## TEXTO FUENTE
+ + +

Algo muy similar ha sucedido con el transporte aéreo; los viajeros de las compañías de bandera como Iberia no éramos tratados como clientes sino como usuarios y las tarifas aéreas eran elevadísimas; era un medio de transporte de trabajo o para personas de alta renta. Sin embargo, la liberación del transporte aéreo ha permitido incrementar el número de operadores, la aparición de las compañías low-cost y la popularización de este modo de transporte.
Sin embargo, la liberalización debe establecer unas normas muy estrictas en cuanto a la seguridad, características de las aeronaves y formación de los pilotos. Liberalizar no significa más inseguridad, sino todo lo contrario. En regímenes de monopolio es muy habitual la captura del regulador, es decir, el paso del regulador a la empresa y viceversa, con lo que incluso podría deteriorarse la seguridad.
Renfe operaba en régimen de monopolio desde los años 40 del siglo XX y la calidad del servicio y los precios tenían en general muchos problemas; lo que mejor funcionaba era el AVE, pero las tarifas eran muy elevadas.
La reciente liberalización del transporte de viajeros por ferrocarril está resultando un éxito, para lo que en primer lugar ha sido necesario diferenciar e imputar el gasto de las infraestructuras Adif a todos los operadores. Actualmente, tras unos pocos meses de competencia en los principales corredores de AVE, los nuevos operadores ya transportan más viajeros que Renfe.
La competencia permite hacerlo en precio, como es la que se produce en la mayoría de los casos, pero también en calidad y diferenciación del producto; se beneficia la innovación, como ha sucedido en telecomunicaciones. Además, se suele competir en el mercado, pero en algunos casos se puede hacer por el mercado en caso de ciertas concesiones. Cuanto mayor sea el mercado podrá haber más competencia y las empresas se benefician de las ventajas de las economías de escala. Nuestra referencia debería ser el gran Mercado Único Europeo, sin embargo, algunas Comunidades Autónomas lo rompen con regulaciones propias que limitan la competencia.
El fin del monopolio también obliga a la privatización de los operadores puesto que en caso contrario se podría producir una competencia desleal; además, no se puede vender una empresa pública en régimen de monopolio y luego liberalizar su ámbito de actuación puesto que se expropiaría a los compradores la renta de monopolio que lógicamente estaría incluido en el precio de compra. Los procesos de liberalización y privatización son independientes, pero los responsables de la ejecución de una política económica eficiente los deben realizar en paralelo en el mismo periodo de tiempo.
Telefónica e Iberia se privatizaron coincidiendo con el proceso de liberalización, por lo que, en el caso del transporte ferroviario de mercancías, también se debería haber realizado la privatización de una parte de Renfe cuando menos para la compañía que compite con las privadas.
Los oligopolios o cartelización del mercado por algunos operadores también distorsionan enormemente la asignación de los recursos. La OPEP es el ejemplo más claro e importante. Actualmente los precios del petróleo se han vuelto elevar a pesar de la moderación de la demanda por las restricciones en la producción.
La competencia en los mercados resulta el mecanismo más eficiente de asignación de los recursos; lo que beneficia al conjunto de los consumidores, que somos todos y a las empresas competitivas. Es una realidad que todos los ciudadanos percibimos muy directamente y de la que nos beneficiamos, por lo que no se pueden justificar los monopolios públicos en ningún caso a pesar de que una parte del Gobierno los revindique como gran solución frente a las empresas privadas que operan en régimen de competencia. La realidad los desautoriza absolutamente.
El autor es catedrático de Ecomomía, miembro del Patronato de la Fundación Foro Libertad y Alternativa y coordinador de la Comisión de Economía y Empresa.

+ + +

Entradas de datos recopiladas:
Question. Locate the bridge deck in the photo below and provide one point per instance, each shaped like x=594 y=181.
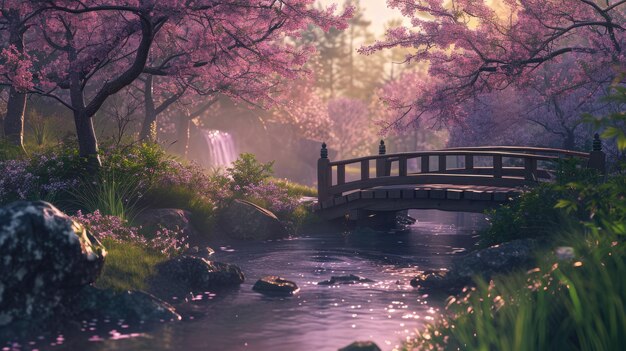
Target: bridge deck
x=471 y=198
x=460 y=179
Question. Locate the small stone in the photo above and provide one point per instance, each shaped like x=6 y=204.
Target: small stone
x=361 y=346
x=345 y=279
x=197 y=274
x=565 y=253
x=274 y=285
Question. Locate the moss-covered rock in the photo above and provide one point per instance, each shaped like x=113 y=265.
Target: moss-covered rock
x=273 y=285
x=46 y=258
x=183 y=274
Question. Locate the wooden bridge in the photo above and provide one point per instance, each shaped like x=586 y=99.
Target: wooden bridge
x=470 y=179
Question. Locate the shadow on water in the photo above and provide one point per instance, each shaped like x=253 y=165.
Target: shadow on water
x=319 y=317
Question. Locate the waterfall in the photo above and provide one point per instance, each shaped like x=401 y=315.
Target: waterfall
x=221 y=149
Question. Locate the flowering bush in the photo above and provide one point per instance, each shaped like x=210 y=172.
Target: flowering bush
x=167 y=241
x=41 y=176
x=270 y=195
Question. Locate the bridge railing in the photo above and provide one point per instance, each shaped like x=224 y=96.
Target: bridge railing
x=523 y=170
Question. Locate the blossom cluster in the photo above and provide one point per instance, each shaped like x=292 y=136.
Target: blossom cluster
x=42 y=176
x=167 y=241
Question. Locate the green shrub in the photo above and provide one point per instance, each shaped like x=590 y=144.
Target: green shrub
x=566 y=305
x=246 y=171
x=295 y=189
x=202 y=210
x=530 y=215
x=128 y=266
x=108 y=194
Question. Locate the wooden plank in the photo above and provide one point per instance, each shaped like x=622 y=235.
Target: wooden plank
x=530 y=169
x=452 y=153
x=486 y=196
x=454 y=194
x=339 y=200
x=341 y=174
x=365 y=169
x=499 y=196
x=472 y=194
x=443 y=160
x=433 y=178
x=381 y=165
x=497 y=166
x=469 y=162
x=408 y=193
x=394 y=193
x=354 y=196
x=327 y=204
x=380 y=194
x=367 y=194
x=402 y=166
x=438 y=193
x=421 y=193
x=425 y=164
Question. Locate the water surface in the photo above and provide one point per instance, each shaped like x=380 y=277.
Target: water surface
x=318 y=317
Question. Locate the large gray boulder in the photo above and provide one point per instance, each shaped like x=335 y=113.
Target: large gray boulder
x=247 y=221
x=183 y=274
x=45 y=260
x=151 y=220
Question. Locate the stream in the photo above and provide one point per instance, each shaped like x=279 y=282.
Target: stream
x=318 y=317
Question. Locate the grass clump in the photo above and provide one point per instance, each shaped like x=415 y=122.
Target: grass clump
x=576 y=304
x=128 y=265
x=295 y=189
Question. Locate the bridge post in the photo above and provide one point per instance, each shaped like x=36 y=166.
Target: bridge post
x=324 y=175
x=381 y=163
x=597 y=157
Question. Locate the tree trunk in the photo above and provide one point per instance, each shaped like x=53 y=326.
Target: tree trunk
x=87 y=141
x=569 y=143
x=14 y=118
x=182 y=135
x=148 y=127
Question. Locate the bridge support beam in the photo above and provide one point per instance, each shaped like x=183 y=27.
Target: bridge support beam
x=597 y=157
x=324 y=175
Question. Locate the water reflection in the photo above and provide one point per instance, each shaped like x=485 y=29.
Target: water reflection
x=319 y=317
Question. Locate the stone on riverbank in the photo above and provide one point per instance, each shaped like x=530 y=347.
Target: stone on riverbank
x=46 y=259
x=345 y=279
x=133 y=306
x=485 y=263
x=152 y=220
x=273 y=285
x=183 y=274
x=246 y=221
x=361 y=346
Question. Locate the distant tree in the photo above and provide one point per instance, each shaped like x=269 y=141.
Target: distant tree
x=352 y=126
x=99 y=47
x=472 y=48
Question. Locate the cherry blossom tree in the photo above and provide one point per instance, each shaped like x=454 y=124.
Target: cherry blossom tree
x=101 y=46
x=476 y=47
x=16 y=17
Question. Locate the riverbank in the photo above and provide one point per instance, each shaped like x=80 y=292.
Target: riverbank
x=572 y=296
x=318 y=317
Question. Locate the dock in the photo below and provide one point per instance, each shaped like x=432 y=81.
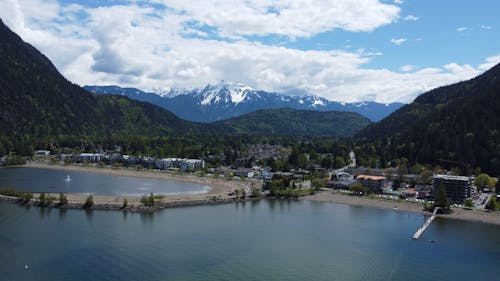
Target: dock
x=428 y=222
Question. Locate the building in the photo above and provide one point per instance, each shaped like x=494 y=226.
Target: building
x=181 y=163
x=374 y=184
x=457 y=188
x=244 y=173
x=42 y=152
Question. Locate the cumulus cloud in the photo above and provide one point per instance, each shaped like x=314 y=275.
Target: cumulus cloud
x=289 y=18
x=490 y=62
x=140 y=46
x=410 y=18
x=398 y=41
x=407 y=67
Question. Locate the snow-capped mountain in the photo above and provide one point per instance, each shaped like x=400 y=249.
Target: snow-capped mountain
x=169 y=92
x=228 y=99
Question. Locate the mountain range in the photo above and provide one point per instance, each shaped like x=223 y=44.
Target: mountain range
x=39 y=107
x=456 y=125
x=228 y=99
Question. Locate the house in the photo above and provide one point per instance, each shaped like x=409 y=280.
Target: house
x=181 y=163
x=244 y=173
x=457 y=188
x=374 y=184
x=42 y=153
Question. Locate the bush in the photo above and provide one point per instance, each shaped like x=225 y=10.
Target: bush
x=89 y=202
x=10 y=192
x=25 y=198
x=148 y=201
x=125 y=203
x=63 y=200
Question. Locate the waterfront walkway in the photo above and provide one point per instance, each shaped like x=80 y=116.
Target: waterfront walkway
x=421 y=230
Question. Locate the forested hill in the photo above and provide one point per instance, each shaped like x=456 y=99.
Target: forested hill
x=456 y=125
x=296 y=122
x=38 y=104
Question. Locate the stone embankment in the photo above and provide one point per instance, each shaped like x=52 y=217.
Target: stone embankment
x=132 y=207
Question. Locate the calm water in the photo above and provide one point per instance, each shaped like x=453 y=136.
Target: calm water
x=48 y=180
x=266 y=240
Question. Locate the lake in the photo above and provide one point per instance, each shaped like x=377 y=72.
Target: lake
x=54 y=181
x=261 y=240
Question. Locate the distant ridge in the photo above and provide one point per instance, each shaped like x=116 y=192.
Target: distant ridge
x=39 y=107
x=297 y=122
x=456 y=125
x=228 y=99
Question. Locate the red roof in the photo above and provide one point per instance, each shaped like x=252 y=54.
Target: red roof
x=372 y=178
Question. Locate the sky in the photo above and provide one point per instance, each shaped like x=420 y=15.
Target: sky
x=343 y=50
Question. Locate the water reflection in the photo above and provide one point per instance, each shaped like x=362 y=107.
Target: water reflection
x=44 y=212
x=89 y=213
x=62 y=213
x=147 y=218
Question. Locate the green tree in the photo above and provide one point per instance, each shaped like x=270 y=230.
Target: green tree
x=482 y=181
x=25 y=198
x=441 y=200
x=125 y=203
x=255 y=192
x=492 y=204
x=468 y=203
x=63 y=200
x=148 y=200
x=318 y=183
x=89 y=203
x=357 y=188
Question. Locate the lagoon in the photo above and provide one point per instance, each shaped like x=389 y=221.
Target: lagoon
x=260 y=240
x=54 y=181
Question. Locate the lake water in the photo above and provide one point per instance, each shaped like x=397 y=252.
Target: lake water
x=262 y=240
x=48 y=180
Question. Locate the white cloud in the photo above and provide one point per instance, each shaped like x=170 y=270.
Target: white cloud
x=410 y=18
x=407 y=68
x=289 y=18
x=490 y=62
x=398 y=41
x=137 y=46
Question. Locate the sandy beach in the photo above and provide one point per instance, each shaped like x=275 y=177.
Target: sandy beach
x=458 y=213
x=219 y=186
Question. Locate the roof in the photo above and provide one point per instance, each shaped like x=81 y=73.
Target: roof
x=448 y=177
x=372 y=178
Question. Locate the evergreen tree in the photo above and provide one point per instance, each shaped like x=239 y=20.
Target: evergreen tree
x=441 y=200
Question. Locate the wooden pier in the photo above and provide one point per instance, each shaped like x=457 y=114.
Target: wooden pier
x=421 y=230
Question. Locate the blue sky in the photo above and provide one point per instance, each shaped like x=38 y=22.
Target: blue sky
x=343 y=50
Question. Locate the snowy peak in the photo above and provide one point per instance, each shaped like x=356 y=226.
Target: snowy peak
x=224 y=92
x=229 y=99
x=168 y=92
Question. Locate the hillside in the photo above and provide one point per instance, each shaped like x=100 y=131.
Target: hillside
x=37 y=103
x=456 y=125
x=228 y=99
x=296 y=122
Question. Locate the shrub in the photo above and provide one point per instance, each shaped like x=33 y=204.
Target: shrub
x=89 y=202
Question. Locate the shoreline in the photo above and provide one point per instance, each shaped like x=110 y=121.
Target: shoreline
x=404 y=206
x=218 y=194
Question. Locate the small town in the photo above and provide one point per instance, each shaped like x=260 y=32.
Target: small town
x=475 y=192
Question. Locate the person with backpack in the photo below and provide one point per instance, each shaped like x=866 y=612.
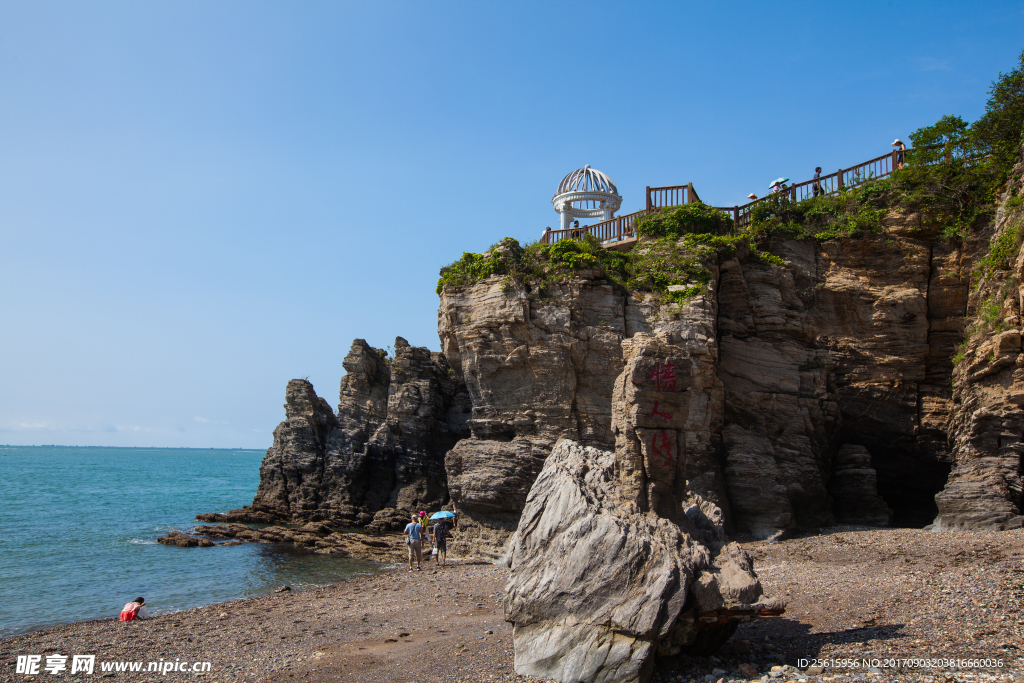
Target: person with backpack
x=439 y=538
x=414 y=539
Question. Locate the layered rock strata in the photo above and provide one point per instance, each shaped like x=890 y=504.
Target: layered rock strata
x=987 y=418
x=379 y=458
x=598 y=587
x=854 y=488
x=311 y=537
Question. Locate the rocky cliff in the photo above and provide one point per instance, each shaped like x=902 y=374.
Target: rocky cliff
x=793 y=376
x=381 y=456
x=986 y=424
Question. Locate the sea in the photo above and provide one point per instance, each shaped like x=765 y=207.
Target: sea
x=79 y=527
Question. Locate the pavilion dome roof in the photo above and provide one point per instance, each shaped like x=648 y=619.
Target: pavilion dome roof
x=587 y=179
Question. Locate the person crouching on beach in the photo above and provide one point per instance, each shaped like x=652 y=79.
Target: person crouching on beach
x=134 y=609
x=414 y=539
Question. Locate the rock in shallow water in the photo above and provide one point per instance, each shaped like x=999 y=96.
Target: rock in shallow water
x=597 y=587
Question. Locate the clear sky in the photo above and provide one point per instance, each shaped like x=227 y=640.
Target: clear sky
x=200 y=201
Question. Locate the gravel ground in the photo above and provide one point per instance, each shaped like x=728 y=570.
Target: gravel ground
x=856 y=597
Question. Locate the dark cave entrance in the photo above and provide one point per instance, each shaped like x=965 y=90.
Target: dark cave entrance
x=908 y=483
x=909 y=471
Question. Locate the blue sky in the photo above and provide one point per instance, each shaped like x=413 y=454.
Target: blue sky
x=200 y=201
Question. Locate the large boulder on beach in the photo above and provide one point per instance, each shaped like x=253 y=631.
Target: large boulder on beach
x=598 y=587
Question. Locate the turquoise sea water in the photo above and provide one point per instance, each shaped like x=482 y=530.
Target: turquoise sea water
x=78 y=529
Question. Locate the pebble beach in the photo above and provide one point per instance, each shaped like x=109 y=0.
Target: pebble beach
x=863 y=604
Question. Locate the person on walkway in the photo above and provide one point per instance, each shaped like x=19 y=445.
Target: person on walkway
x=900 y=150
x=439 y=539
x=414 y=539
x=134 y=609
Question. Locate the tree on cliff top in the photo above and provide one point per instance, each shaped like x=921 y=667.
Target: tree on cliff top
x=997 y=133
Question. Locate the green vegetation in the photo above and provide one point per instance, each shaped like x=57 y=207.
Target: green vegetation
x=652 y=267
x=695 y=218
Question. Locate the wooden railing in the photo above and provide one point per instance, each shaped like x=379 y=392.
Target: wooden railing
x=871 y=169
x=671 y=196
x=622 y=227
x=615 y=229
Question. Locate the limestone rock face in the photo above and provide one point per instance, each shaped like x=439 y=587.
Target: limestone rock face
x=536 y=371
x=489 y=481
x=597 y=586
x=987 y=417
x=854 y=488
x=667 y=414
x=381 y=457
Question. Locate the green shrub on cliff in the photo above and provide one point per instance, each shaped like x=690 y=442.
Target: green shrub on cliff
x=652 y=267
x=695 y=218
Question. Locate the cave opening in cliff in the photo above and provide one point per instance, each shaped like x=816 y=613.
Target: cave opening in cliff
x=908 y=482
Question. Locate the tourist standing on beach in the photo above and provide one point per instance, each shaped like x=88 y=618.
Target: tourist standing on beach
x=414 y=538
x=440 y=542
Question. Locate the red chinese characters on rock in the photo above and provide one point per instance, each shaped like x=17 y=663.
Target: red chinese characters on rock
x=664 y=376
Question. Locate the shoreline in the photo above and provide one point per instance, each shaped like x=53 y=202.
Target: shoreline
x=854 y=595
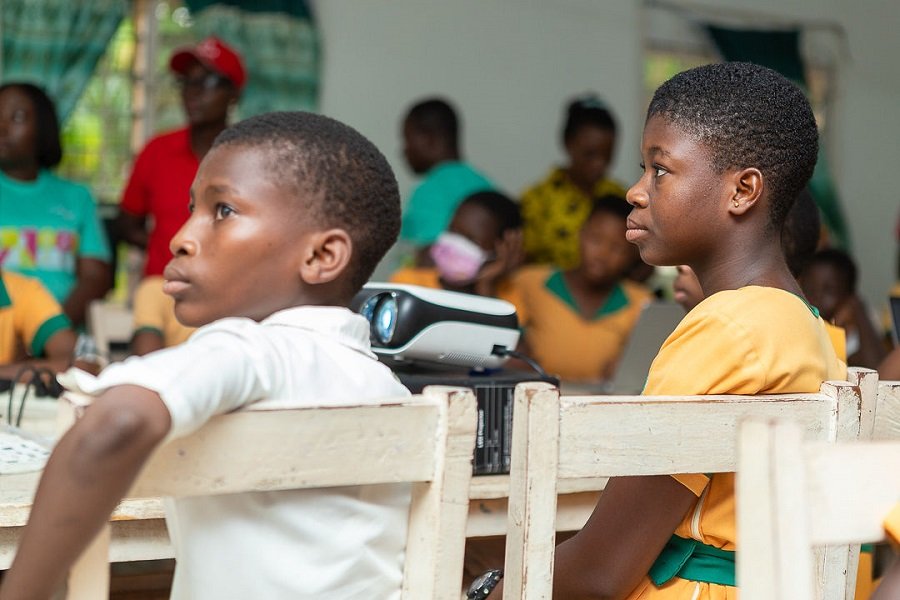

+ + +

## PREGUNTAS
a – Indique si cada afirmación concuerda con el fragmento sobre la liberalización, respondiendo sí o no y citando las palabras del fragmento que lo deciden.
(i) Renfe operó como monopolio desde los años 40 del siglo XX.
(ii) En los principales corredores de AVE, los nuevos operadores transportan todavía menos viajeros que Renfe.
(iii) Liberalizar supone más inseguridad.
b – Responda a partir del fragmento sobre la liberalización.
(i) ¿Qué servicio de Renfe era el que mejor funcionaba?
(ii) ¿Qué dos empresas se privatizaron coincidiendo con el proceso de liberalización?
(iii) ¿Qué organización se presenta como el ejemplo más claro e importante de oligopolio o cartelización?

## RESPUESTAS
a –
(i) Sí: "Renfe operaba en régimen de monopolio desde los años 40 del siglo XX".
(ii) No: "los nuevos operadores ya transportan más viajeros que Renfe".
(iii) No: "Liberalizar no significa más inseguridad, sino todo lo contrario."

b –
(i) El AVE.
(ii) Telefónica e Iberia.
(iii) La OPEP.